Task to carry out:
The listing is to be reproduced exactly, excluding its pictures.

Records shown:
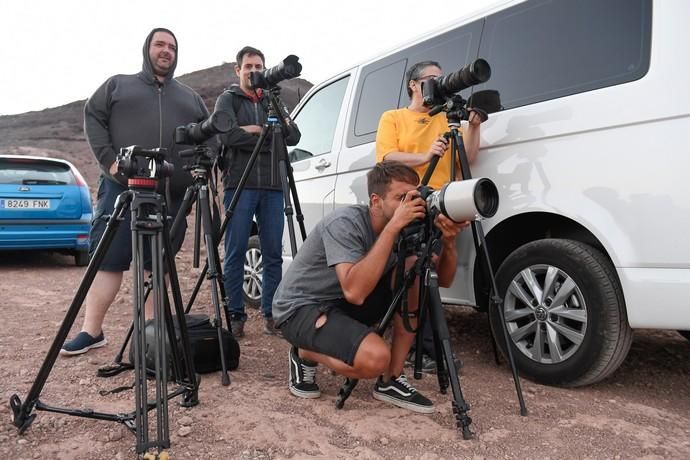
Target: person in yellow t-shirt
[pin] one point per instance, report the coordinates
(411, 136)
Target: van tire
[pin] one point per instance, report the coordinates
(592, 314)
(252, 283)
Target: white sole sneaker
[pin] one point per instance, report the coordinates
(100, 344)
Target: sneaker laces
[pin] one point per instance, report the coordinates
(402, 380)
(309, 373)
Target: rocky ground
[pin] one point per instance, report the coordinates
(642, 411)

Output for this task:
Target: person in yellow t-shirt
[pin] one point per instance, report the coordinates
(411, 136)
Target: van tire
[pin] one point per instance, report the coordinates
(592, 314)
(252, 283)
Target: white sole sneaker
[pin] one point per instance, report the coordinates
(100, 344)
Target: sneaker laces
[pin] one point per instance, report the coordinates
(402, 380)
(309, 373)
Target: rocky ground
[pin] one point per instance, report the coordinates
(642, 411)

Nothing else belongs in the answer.